REQUEST ->
The listing below should be copied in full, word for word.

RECORDS FOR THE EXERCISE ->
▬▬▬
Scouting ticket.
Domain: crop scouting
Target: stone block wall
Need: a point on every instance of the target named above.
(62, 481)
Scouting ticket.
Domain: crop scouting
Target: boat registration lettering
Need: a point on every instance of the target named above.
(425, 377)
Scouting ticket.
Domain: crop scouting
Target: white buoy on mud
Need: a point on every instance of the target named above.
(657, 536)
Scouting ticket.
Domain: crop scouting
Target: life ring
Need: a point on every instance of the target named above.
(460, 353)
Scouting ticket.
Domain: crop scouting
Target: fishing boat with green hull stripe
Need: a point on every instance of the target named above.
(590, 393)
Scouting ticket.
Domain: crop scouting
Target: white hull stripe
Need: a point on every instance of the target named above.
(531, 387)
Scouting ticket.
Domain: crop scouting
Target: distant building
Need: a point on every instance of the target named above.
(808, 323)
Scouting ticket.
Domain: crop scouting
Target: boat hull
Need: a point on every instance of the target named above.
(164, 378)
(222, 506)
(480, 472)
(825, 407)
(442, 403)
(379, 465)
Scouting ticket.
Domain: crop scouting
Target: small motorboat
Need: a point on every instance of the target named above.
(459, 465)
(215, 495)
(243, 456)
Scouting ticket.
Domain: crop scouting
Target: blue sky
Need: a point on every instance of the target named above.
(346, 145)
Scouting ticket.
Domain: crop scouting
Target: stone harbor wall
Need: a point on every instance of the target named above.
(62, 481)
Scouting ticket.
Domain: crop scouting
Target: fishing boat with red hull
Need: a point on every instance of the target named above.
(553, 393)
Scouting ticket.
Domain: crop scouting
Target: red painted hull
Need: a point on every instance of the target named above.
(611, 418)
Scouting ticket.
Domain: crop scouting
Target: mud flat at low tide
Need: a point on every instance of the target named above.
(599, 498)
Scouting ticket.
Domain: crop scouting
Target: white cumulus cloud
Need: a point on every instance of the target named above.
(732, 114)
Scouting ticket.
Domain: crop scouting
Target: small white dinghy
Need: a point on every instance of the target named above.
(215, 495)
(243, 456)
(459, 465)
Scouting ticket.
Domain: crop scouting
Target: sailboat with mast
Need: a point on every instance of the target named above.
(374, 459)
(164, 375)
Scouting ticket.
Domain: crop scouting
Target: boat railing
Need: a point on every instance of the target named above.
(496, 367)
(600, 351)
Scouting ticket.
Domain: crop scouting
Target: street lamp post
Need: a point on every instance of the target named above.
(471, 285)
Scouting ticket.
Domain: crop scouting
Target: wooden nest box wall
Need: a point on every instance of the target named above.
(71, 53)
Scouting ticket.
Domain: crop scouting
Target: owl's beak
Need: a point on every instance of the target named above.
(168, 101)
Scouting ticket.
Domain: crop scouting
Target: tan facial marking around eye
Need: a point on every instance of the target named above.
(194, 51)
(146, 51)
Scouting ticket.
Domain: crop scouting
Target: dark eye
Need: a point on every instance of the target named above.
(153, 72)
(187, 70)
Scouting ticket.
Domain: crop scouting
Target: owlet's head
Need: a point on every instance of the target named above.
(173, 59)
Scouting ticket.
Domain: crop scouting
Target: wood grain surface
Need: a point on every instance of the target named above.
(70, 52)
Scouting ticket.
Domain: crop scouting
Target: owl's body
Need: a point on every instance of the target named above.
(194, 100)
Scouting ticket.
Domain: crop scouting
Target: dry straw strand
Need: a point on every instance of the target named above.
▬▬▬
FINAL RESULT ->
Scouting ticket.
Domain: crop scouting
Target: stone block wall
Need: a point on every instance of the target named above.
(62, 481)
Scouting ticket.
Domain: crop scouting
Target: boat registration lettering
Need: a point on every instance of the target named above.
(425, 377)
Scouting ticket.
Domain: crop scouting
Target: white buoy on mud
Need: a point on every instance of the target named above.
(657, 536)
Scouting ticket.
Domain: crop scouting
Target: life ring
Need: a point on every instance of the target named above.
(460, 353)
Scouting ticket.
Domain: crop scouting
Target: fishing boat with green hull stripe
Need: a point on every instance of the target named above.
(590, 393)
Scouting ticket.
Domain: crop scouting
Target: white hull stripe
Need: a point on every instance of the target named above.
(531, 387)
Scouting ticket.
Domain: crop scouting
Target: distant building
Need: a point on every instance of the target named above.
(808, 323)
Scouting ticket.
Domain: crop scouting
Target: boat hull
Need: a point on every instance of the target named above.
(164, 378)
(222, 506)
(480, 472)
(825, 407)
(442, 403)
(379, 465)
Scouting ticket.
Domain: crop scouting
Target: small motorboat
Need: a point on every instance of the target named above.
(459, 465)
(215, 495)
(243, 456)
Scouting ticket.
Domain: crop scouting
Target: blue sky
Need: a point on every instance of the target named above.
(346, 145)
Scouting ticket.
Domain: crop scouting
Target: stone harbor wall
Need: a point on every instance of the target named above.
(62, 481)
Scouting ticket.
Domain: crop scouting
Target: fishing boat with red hull
Need: a point on every instance of the target named above.
(553, 393)
Scouting ticket.
Domain: crop scouting
Target: red painted hull
Need: a point on every instance of the target named above.
(611, 418)
Scouting ticket.
Domain: crop scouting
Target: mud flat at low tide
Need: a point on every instance of the target named above.
(599, 498)
Scouting ticket.
Domain: crop scouting
Target: white cumulus cloud
Need: a point on every instance of the target named above.
(732, 114)
Scouting ticket.
Domain: crop scouting
Target: small white dinghy
Need: a point on every instance of the target named above.
(215, 495)
(243, 456)
(459, 465)
Scouting ticket.
Domain: crop scouting
Target: sailboat with mast
Need: a point on every instance of the target named above.
(374, 459)
(164, 375)
Scouting ticket.
Domain: crop scouting
Target: boat railing
Need: a point on every instance of the target named above.
(496, 367)
(600, 351)
Scouting ticket.
Domain: crop scouting
Target: street lamp post
Need: a point on every instance of the target named above.
(471, 285)
Scouting ticket.
Domain: crop scouting
Target: wooden nest box wall
Need: a point on every instance of the target named above.
(71, 53)
Scouting ticket.
Domain: crop scouting
Target: owl's beak
Need: a point on every instance of the target named above.
(168, 101)
Scouting ticket.
Domain: crop scouting
Target: tan facial marking around eye
Need: a point on every instance of the target named above.
(194, 51)
(146, 51)
Scouting ticket.
Domain: crop scouting
Target: dark eye
Need: a point on every instance of the target named above.
(153, 72)
(187, 70)
Scouting ticket.
Domain: crop scouting
Target: owlet's head
Need: a point on every instance of the target named above.
(173, 59)
Scouting ticket.
Domain: crop scouting
Target: wood grain surface
Need: a point on every instance of the target named above.
(70, 52)
Scouting ticket.
Domain: crop scouting
Target: owl's body
Need: a point on every instance of the target named above.
(194, 100)
Scouting ticket.
Domain: crop scouting
Target: dry straw strand
Need: a point on every instance of the target named above.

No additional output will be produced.